[Point localization data]
──────────
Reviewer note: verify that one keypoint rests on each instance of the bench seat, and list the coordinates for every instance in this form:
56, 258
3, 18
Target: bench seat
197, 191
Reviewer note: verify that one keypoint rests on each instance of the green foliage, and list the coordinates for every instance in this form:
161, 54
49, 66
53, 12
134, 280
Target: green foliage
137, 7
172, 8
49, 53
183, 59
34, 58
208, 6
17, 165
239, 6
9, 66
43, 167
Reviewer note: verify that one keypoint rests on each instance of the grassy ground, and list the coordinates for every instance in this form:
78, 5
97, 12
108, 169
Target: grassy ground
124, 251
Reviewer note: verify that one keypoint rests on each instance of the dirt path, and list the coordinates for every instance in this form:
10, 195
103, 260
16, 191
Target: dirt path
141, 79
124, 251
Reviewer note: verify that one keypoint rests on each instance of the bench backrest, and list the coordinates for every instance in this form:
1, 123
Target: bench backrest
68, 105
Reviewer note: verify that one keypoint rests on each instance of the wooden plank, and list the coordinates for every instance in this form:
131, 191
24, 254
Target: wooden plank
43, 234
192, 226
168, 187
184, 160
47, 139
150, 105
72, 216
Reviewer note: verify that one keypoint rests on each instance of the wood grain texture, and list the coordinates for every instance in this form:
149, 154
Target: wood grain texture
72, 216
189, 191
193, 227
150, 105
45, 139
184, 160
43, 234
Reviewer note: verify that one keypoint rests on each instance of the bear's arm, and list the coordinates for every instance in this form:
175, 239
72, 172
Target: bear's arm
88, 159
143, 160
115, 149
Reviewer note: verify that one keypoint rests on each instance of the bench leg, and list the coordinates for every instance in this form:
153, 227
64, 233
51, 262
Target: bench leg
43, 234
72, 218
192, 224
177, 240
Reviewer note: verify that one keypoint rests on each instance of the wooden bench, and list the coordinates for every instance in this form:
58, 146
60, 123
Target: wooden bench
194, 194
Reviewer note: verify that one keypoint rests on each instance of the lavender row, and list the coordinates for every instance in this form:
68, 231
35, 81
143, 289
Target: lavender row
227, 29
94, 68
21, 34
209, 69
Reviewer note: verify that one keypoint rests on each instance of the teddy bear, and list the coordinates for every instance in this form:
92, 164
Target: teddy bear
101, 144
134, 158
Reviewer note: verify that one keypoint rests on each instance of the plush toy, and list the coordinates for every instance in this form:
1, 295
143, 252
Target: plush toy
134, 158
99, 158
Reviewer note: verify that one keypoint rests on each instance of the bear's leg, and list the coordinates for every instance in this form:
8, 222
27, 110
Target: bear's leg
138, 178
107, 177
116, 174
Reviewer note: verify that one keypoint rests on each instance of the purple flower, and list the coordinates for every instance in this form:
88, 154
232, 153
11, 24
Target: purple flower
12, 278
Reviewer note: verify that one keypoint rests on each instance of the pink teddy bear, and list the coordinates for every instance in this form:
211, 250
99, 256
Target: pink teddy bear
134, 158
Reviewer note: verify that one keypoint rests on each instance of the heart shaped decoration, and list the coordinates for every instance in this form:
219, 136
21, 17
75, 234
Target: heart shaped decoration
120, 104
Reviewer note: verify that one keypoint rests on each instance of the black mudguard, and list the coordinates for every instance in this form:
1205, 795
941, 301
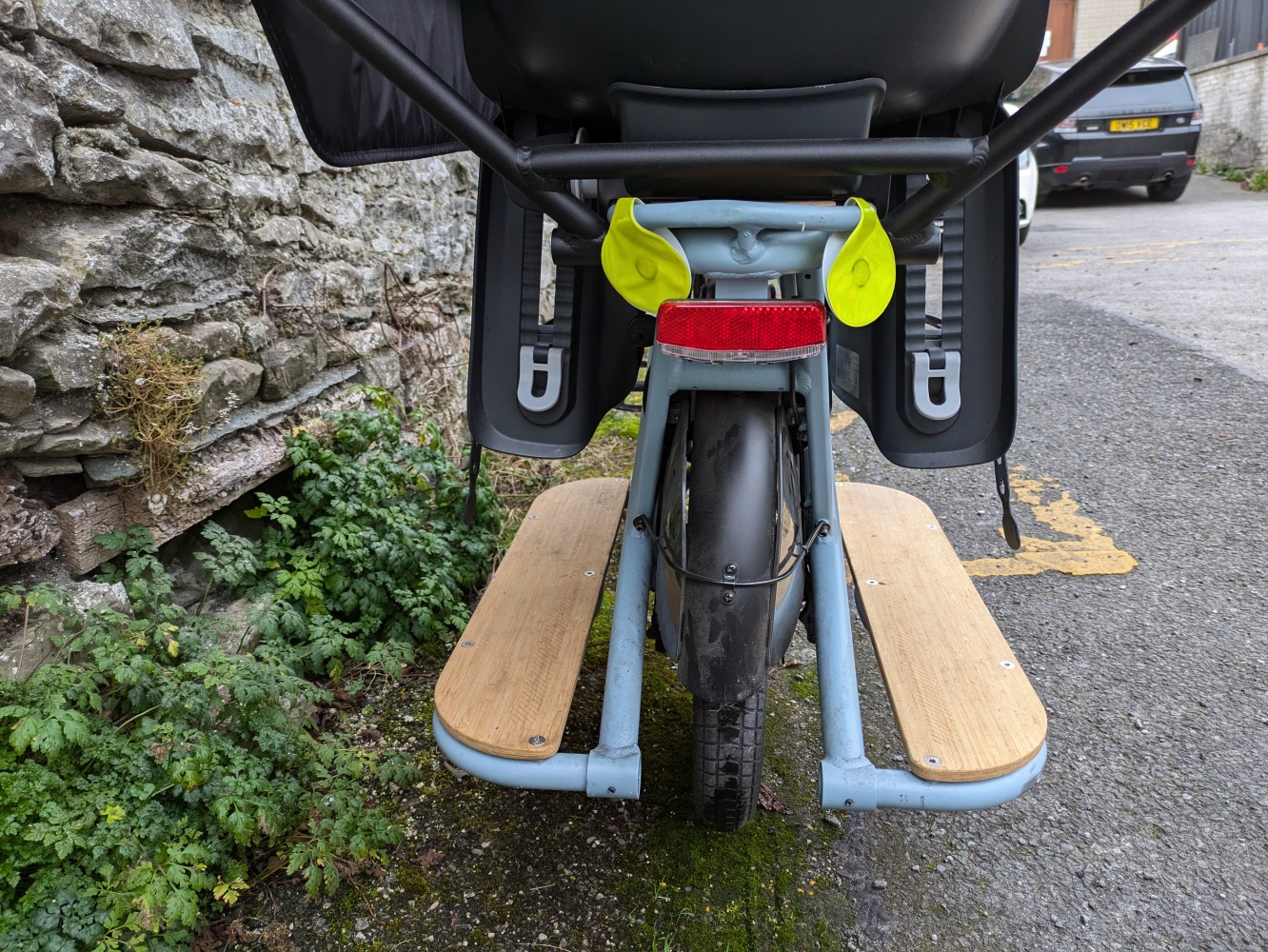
──────────
### EXERCISE
Pictures should be left out when the records above are restated exactly.

### EXPECTED ANSWER
Reviewer note: verify that one keypoint rests on each instance of the bench seat, and list the coordinates for every instance in this form:
56, 258
3, 18
Target: bench seat
197, 191
Reviewer note: verify that one keypoint rests on each instance of the green foliage, and list the coordinates for every instance in this form:
161, 54
49, 66
53, 12
134, 280
Target: green foliage
137, 7
172, 8
49, 53
183, 59
34, 58
208, 6
17, 165
239, 6
9, 66
43, 167
Reviewer note: verify that one keypoint rests on each instance of the grassy ground, and list the coordinates for every instance in this form:
78, 5
97, 12
108, 169
Target: grassy ground
124, 251
Reviewer note: verify that one keypoint rests on each instance of the dirt path, and list the coordinates for every instance in this form:
10, 195
103, 260
16, 191
Target: dirt path
141, 79
124, 251
Reviewer note: verify that one keypoint rests on each instance of the bench backrest, and list the coordinates for every instance in this form:
1, 123
Target: bench backrest
68, 105
Reviewer note: verify that one keypoint rests on each instance of the wooden plank, and list the coordinates for every instance in this form:
131, 191
24, 254
Target: wooden plank
43, 234
192, 226
168, 187
184, 160
47, 139
150, 105
72, 216
Reviewer note: verify that one keypoint rests on each instance of the wood grain texture, and list the coordinates for every instance in this form:
149, 154
Target: wood grain texture
72, 216
189, 191
193, 227
150, 105
45, 139
184, 160
43, 234
Reviewer note: verify that one keypoint rests on each instance of the bear's arm, and list the coordinates for every instance in this form:
175, 239
72, 172
Target: bear's arm
88, 159
143, 160
115, 149
Reviewer note: verify that one keypoint rests on each instance of the bench leg, and list the coordinates for every instance in this form:
153, 227
64, 233
51, 262
Target: bench leg
43, 234
72, 218
192, 224
177, 240
Reviewer note: verify that one keypoint rests on each instance of the wooden bench, and list the coordinates for every instance in this form:
58, 146
60, 123
Target: wooden bench
194, 194
Reviewer note: verify that one keypoint rests on each instance of the lavender row, and list the coordinates for every instance in this form:
68, 231
35, 81
143, 289
Target: lavender row
227, 29
94, 68
21, 34
209, 69
Reviewer note: verify that one keypoint rests on each instance of the teddy bear, and list the coordinates for every instance in this form:
92, 164
Target: teddy bear
101, 144
134, 158
Reviewer note: verify that one keypoint rests on each instance of the plush toy, and list the coordinates for every instance in this form:
1, 295
143, 252
Target: plush toy
134, 158
99, 158
Reviewer note: verify that one keypoint rests on each instance of the bear's leg, and list the coordinates for every instance in this form:
8, 222
27, 110
Target: bear's leg
138, 178
107, 177
116, 174
Reviewer note: verify that one keypoint rests on each instance of the purple flower, and list the coordinates for every instance in this form:
88, 154
232, 153
11, 24
Target: purple flower
12, 278
Reviewer note: verify that one keypoint rests on each instance of the pink teddy bear, and list the coordinates for every instance in this form:
211, 250
99, 256
Target: pink teddy bear
134, 158
Reviewer note: verify that one keypoint rests on each instance of the heart shaped decoration, and list the coordinates for every instance in this form:
219, 136
21, 17
75, 234
Target: heart shaped decoration
120, 104
Reviewer note: verify that one keypoint rests on each instance of the black mudguard, and list the coordinates for every instance in this form:
1205, 795
941, 301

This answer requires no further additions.